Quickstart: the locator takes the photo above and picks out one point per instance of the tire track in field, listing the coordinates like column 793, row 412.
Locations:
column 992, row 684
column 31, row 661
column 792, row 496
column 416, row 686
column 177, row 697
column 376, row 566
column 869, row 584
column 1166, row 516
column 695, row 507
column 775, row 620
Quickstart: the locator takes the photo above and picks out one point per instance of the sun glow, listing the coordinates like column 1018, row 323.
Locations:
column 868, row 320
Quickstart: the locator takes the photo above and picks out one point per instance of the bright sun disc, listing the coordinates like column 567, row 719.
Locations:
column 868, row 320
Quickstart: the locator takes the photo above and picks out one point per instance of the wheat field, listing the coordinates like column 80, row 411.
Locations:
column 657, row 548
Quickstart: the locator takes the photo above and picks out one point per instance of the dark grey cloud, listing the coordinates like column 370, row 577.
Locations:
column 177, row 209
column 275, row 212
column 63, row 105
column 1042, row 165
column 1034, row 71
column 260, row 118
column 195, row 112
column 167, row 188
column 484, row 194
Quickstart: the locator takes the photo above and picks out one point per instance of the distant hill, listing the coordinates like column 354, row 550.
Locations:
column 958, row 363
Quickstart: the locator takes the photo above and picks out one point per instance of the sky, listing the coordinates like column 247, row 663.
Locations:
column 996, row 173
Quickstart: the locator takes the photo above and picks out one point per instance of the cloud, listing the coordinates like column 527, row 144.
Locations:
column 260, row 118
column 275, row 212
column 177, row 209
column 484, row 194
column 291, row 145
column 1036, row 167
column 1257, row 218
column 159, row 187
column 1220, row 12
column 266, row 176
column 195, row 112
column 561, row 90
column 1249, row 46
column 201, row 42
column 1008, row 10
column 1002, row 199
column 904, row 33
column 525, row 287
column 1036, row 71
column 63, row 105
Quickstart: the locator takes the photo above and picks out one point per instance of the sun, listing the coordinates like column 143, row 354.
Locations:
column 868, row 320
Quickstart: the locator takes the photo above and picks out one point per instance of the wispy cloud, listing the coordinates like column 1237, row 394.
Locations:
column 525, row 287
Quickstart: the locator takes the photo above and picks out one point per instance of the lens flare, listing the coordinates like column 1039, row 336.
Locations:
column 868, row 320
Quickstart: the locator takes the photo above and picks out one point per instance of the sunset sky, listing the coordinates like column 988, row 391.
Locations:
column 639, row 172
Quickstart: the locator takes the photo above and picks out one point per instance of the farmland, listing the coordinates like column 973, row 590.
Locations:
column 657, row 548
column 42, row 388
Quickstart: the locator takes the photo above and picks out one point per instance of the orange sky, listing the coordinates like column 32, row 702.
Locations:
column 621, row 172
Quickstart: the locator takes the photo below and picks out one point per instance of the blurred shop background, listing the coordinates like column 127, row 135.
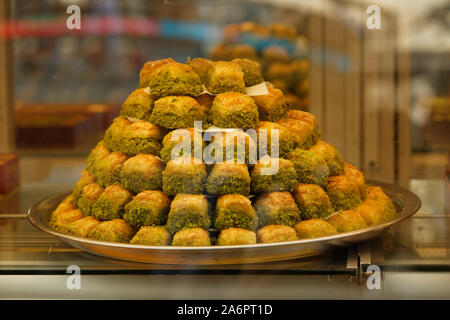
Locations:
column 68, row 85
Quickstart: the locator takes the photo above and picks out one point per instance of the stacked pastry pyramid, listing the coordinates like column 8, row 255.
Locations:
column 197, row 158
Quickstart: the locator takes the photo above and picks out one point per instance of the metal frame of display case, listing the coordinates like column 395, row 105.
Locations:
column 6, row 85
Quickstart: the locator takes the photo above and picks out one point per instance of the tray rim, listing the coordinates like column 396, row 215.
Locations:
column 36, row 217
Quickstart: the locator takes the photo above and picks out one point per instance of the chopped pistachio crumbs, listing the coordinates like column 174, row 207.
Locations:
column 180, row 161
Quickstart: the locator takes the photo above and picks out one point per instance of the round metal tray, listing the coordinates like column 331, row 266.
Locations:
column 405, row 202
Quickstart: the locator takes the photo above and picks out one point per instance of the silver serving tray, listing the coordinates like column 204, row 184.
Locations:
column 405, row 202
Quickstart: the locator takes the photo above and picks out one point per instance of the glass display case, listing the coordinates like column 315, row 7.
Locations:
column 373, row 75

^^^^^^^^^^^^^^^^

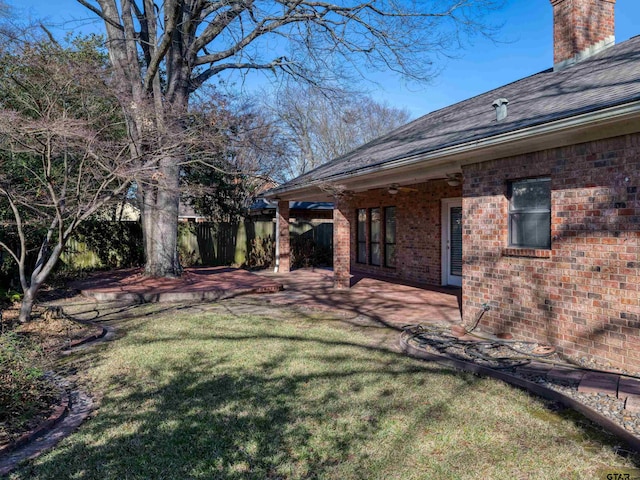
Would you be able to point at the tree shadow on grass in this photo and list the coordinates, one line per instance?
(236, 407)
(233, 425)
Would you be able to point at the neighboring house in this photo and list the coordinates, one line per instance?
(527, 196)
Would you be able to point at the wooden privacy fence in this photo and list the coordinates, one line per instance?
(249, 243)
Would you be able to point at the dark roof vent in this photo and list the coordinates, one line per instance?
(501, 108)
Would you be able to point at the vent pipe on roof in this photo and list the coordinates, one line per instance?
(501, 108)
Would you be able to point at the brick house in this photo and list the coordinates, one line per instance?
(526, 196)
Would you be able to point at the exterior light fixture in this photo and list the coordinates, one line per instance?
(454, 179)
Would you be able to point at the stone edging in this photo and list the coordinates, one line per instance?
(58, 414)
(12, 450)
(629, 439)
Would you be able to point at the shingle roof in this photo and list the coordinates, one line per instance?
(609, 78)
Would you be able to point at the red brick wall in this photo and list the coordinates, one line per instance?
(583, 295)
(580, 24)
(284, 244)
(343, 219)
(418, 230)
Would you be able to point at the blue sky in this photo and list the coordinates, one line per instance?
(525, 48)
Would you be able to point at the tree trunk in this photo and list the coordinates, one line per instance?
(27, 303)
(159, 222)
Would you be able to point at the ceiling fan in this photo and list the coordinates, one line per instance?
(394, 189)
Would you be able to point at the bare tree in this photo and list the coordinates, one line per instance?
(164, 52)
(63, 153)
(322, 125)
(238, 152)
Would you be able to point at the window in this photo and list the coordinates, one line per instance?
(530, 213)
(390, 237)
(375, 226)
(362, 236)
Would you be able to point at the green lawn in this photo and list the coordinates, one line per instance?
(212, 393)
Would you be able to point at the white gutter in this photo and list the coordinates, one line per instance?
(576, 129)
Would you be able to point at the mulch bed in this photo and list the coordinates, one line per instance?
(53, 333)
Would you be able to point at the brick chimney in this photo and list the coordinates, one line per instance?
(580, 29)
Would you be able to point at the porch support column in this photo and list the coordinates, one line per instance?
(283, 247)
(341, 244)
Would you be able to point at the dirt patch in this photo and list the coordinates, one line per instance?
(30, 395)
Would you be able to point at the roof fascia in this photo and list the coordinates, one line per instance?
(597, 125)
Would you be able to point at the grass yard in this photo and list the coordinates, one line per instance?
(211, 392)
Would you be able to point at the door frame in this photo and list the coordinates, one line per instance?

^^^^^^^^^^^^^^^^

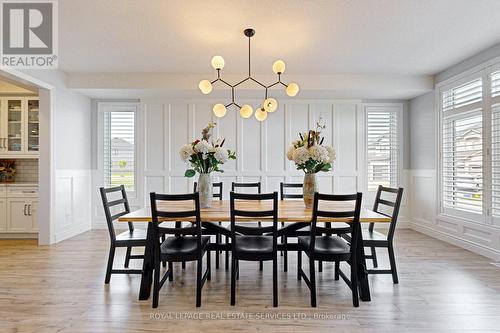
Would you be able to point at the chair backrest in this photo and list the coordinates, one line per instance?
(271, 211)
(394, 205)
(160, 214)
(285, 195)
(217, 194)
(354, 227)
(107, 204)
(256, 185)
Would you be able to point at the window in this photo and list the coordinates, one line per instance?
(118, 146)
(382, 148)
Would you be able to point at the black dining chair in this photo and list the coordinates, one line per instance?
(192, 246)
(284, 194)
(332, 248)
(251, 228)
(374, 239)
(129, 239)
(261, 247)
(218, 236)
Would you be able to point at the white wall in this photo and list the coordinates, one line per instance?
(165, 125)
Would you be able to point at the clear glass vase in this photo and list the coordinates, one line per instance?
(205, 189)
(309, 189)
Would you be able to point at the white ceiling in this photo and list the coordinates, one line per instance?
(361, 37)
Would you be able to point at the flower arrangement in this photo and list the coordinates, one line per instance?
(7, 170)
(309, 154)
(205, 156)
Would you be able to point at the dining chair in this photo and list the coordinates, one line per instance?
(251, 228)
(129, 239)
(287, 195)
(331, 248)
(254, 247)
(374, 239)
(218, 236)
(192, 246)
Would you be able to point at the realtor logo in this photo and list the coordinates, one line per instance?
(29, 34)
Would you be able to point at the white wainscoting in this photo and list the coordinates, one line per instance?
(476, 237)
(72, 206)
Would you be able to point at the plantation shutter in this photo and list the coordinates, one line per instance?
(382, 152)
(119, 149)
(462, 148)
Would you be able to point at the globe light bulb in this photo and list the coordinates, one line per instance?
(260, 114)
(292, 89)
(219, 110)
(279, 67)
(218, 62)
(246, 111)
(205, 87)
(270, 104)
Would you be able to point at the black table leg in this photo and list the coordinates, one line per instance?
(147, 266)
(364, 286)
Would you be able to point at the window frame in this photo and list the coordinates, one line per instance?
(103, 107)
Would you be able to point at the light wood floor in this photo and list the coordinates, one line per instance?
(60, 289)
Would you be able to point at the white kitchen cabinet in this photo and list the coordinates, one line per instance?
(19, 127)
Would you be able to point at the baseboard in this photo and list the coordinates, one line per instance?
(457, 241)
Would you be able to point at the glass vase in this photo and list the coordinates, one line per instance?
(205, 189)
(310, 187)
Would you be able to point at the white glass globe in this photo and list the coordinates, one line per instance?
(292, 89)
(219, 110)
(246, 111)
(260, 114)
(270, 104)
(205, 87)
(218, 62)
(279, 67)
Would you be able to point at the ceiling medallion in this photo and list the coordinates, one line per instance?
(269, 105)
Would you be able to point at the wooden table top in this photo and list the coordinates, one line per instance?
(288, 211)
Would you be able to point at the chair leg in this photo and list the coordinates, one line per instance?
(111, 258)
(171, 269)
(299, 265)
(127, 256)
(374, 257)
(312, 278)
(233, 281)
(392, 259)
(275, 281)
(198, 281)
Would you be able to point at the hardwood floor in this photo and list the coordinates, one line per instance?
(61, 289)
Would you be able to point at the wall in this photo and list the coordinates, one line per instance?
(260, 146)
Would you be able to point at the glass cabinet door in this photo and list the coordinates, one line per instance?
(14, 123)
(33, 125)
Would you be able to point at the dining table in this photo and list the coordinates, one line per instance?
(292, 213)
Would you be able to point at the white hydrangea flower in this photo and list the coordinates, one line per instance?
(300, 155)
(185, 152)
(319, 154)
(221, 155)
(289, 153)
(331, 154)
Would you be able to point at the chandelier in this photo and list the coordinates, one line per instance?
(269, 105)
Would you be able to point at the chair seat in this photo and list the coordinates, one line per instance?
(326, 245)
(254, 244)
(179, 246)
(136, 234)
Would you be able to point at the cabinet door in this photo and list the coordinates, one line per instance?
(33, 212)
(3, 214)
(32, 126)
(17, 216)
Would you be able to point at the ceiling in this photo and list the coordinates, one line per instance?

^^^^^^^^^^^^^^^^

_EJERCICIO_
Devuelve cada línea de los datos anteriores en la que aparezca la palabra "cabinet". Distingue entre mayúsculas y minúsculas.

_RESPUESTA CORRECTA_
Would you be able to point at the white kitchen cabinet in this photo and list the coordinates, one line per instance?
Would you be able to point at the glass cabinet door in this photo and list the coordinates, one line per instance?
Would you be able to point at the cabinet door in this photo and list the coordinates, one line per instance?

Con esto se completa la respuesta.